--- Start SUPPLIED DATA ---

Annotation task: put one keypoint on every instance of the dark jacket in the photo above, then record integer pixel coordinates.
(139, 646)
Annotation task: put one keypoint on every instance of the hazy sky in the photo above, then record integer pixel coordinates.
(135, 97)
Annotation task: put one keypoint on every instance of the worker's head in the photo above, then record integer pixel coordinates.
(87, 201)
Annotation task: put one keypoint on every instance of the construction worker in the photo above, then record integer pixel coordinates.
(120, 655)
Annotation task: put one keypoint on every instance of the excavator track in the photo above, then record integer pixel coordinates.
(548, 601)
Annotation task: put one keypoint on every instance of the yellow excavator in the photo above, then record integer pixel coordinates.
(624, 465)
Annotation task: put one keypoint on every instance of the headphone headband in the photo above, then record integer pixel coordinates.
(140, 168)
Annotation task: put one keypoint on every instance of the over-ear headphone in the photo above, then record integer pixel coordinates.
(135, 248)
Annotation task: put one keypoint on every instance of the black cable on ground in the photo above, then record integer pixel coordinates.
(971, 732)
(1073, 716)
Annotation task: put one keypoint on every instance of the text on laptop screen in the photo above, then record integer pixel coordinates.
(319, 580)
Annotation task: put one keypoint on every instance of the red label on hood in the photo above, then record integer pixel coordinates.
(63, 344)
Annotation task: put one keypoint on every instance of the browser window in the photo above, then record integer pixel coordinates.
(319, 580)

--- End SUPPLIED DATA ---

THE TASK =
Could you reproduce every one of the lines above word for word, in the same order?

WRITTEN SOLUTION =
Annotation task: put one keypoint on every instance of the dark jacket in the photo above, then record integer pixel coordinates.
(139, 646)
Annotation task: put one keypoint on every instance of the hazy sky in the photo above, then record integer pixel coordinates.
(135, 97)
Annotation task: put one keypoint on every instance of the worker's head in the photo above, then record integer pixel coordinates.
(87, 201)
Annotation task: put one keypoint on every instance of the construction worker in the photo above, then record integer pixel coordinates.
(120, 655)
Annotation task: put one keypoint on every instance of the excavator track in the photo above, then record integer pixel coordinates.
(548, 601)
Annotation task: put one keypoint on every instance of the yellow excavator in the photo above, then record integer pixel coordinates.
(624, 465)
Annotation task: put one keypoint on every instance of the headphone headband in the photo above, then record integer pixel coordinates.
(140, 168)
Annotation task: put one keypoint on every instance of the over-ear headphone in the photo above, then record integer pixel coordinates.
(135, 248)
Annotation task: put one keypoint on every instance of the black cable on ground in the photo above, then record integer pixel coordinates.
(971, 732)
(1073, 716)
Annotation task: put one keypoint on every instance of the text on laptop screen in the photo above, then record integer pixel coordinates.
(319, 580)
Annotation task: put one keypoint on every instance of the red label on hood in the photo above, then record integer pixel coordinates.
(63, 344)
Annotation task: put one keypoint on every instance of the browser window in the photo above, then record integer pixel coordinates.
(319, 580)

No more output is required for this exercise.